##### 제공 자료

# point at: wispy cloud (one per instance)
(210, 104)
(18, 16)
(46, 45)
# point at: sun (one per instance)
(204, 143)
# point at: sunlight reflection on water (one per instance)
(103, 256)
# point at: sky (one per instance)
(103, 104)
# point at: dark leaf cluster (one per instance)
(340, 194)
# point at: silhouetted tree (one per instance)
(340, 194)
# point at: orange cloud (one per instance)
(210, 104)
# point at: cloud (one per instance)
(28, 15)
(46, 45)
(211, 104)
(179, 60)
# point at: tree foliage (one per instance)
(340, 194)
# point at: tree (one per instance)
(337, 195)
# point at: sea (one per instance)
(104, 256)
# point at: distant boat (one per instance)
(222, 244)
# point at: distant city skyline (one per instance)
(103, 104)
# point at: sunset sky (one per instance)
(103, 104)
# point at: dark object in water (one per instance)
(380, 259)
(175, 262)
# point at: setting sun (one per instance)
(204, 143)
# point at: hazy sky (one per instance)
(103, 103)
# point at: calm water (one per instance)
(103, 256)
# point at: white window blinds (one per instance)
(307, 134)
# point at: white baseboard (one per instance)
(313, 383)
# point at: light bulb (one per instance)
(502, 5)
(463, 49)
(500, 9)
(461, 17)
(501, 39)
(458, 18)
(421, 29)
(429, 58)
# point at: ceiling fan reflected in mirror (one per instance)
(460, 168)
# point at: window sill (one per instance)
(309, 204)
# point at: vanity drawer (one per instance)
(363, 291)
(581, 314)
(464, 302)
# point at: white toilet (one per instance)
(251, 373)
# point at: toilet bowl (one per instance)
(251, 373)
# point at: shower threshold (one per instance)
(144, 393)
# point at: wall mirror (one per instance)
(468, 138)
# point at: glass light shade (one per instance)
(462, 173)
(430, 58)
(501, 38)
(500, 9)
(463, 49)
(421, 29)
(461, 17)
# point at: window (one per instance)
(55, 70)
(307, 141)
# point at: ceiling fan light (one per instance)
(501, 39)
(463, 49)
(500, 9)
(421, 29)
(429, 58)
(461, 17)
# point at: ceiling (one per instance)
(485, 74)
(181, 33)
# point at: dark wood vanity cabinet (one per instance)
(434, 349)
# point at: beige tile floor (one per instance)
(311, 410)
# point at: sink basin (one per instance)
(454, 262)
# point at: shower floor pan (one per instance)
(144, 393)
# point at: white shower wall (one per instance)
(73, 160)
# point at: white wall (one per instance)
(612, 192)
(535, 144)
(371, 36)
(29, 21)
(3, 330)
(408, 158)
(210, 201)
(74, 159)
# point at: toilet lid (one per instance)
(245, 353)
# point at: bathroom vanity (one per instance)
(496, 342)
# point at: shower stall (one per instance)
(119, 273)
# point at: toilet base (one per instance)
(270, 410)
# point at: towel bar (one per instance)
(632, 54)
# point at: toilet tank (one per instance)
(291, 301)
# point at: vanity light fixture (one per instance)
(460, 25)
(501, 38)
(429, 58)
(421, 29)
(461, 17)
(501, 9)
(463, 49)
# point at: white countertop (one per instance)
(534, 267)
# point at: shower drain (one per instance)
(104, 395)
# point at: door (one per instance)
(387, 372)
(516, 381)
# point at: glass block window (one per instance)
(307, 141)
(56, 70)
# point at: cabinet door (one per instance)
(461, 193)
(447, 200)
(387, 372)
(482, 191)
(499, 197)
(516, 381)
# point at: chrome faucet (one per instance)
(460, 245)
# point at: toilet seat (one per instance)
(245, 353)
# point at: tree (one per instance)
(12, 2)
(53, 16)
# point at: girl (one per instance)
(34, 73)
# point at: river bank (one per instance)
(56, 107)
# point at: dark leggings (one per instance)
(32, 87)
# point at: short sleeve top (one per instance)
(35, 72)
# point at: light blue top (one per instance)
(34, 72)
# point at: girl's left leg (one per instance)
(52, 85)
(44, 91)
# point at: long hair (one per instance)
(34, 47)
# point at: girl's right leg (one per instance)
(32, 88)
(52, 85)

##########

» **연습 문제**
위의 모든 줄을 수정해 다시 쓰세요. "white toilet" 대신 "porcelain toilet" 표현을 쓰고 나머지는 그대로 두세요.

» **전체 답안**
# point at: wispy cloud (one per instance)
(210, 104)
(18, 16)
(46, 45)
# point at: sun (one per instance)
(204, 143)
# point at: sunlight reflection on water (one per instance)
(103, 256)
# point at: sky (one per instance)
(103, 104)
# point at: dark leaf cluster (one per instance)
(340, 194)
# point at: silhouetted tree (one per instance)
(340, 194)
# point at: orange cloud (one per instance)
(210, 104)
# point at: cloud (one per instance)
(28, 15)
(46, 45)
(211, 104)
(179, 60)
# point at: tree foliage (one per instance)
(340, 194)
# point at: tree (one per instance)
(337, 195)
# point at: sea (one per instance)
(104, 256)
# point at: distant boat (one per instance)
(222, 244)
# point at: distant city skyline (one per instance)
(103, 104)
# point at: sunset sky (one per instance)
(103, 104)
# point at: dark object in water (one per instance)
(380, 259)
(175, 262)
# point at: setting sun (one per instance)
(204, 143)
# point at: hazy sky (one per instance)
(103, 103)
# point at: calm water (one per instance)
(103, 256)
# point at: white window blinds (one per instance)
(307, 134)
# point at: white baseboard (one per instance)
(313, 383)
# point at: light bulb (one per instance)
(502, 5)
(463, 49)
(500, 9)
(461, 17)
(501, 39)
(458, 18)
(421, 29)
(429, 58)
# point at: ceiling fan reflected in mirror (one per instance)
(460, 168)
# point at: window sill (one per instance)
(309, 204)
# point at: vanity drawer (one per instance)
(363, 291)
(581, 314)
(464, 302)
# point at: porcelain toilet (one per instance)
(251, 373)
# point at: toilet bowl (one per instance)
(251, 373)
# point at: shower threshold (one per instance)
(144, 393)
# point at: wall mirror (one per instance)
(468, 138)
# point at: glass light shade (one per instance)
(462, 173)
(430, 58)
(501, 38)
(500, 9)
(463, 49)
(421, 29)
(461, 17)
# point at: window (one per instance)
(55, 70)
(307, 141)
# point at: ceiling fan light (one per instance)
(501, 39)
(463, 49)
(500, 9)
(421, 29)
(429, 58)
(461, 17)
# point at: ceiling (one per instance)
(485, 74)
(181, 33)
# point at: dark wood vanity cabinet (one per instance)
(434, 349)
# point at: beige tile floor (one per instance)
(311, 410)
# point at: sink basin (one per instance)
(454, 262)
# point at: shower floor pan (one per instance)
(144, 393)
# point at: white shower wall (one per instance)
(73, 160)
# point at: white wall (one per instance)
(612, 192)
(535, 144)
(371, 36)
(29, 21)
(3, 330)
(408, 158)
(210, 201)
(74, 159)
# point at: toilet lid (one per instance)
(245, 353)
# point at: bathroom vanity (one per instance)
(496, 342)
# point at: shower stall (one per instance)
(119, 273)
# point at: toilet base (one per instance)
(270, 410)
# point at: towel bar (one per instance)
(632, 54)
# point at: toilet tank (one per instance)
(291, 301)
# point at: vanity light fixture (one per instance)
(460, 25)
(501, 38)
(429, 58)
(421, 29)
(461, 17)
(501, 9)
(463, 49)
# point at: white countertop (one per instance)
(534, 267)
# point at: shower drain (one per instance)
(104, 395)
# point at: door (one per instance)
(387, 372)
(516, 381)
# point at: glass block window (one per instance)
(307, 141)
(56, 70)
# point at: cabinet door (one per instance)
(461, 193)
(447, 200)
(387, 372)
(482, 191)
(499, 197)
(516, 381)
# point at: chrome faucet (one per instance)
(460, 245)
# point at: toilet seat (one per instance)
(245, 353)
# point at: tree (one per instance)
(12, 2)
(53, 16)
# point at: girl (one per instance)
(34, 73)
# point at: river bank (one per instance)
(56, 107)
# point at: dark leggings (one per instance)
(32, 87)
# point at: short sleeve top (one per instance)
(35, 72)
# point at: light blue top (one per instance)
(34, 72)
# point at: girl's left leg (one per instance)
(52, 85)
(44, 91)
# point at: long hair (one per instance)
(34, 47)
# point at: girl's right leg (one per instance)
(32, 88)
(52, 85)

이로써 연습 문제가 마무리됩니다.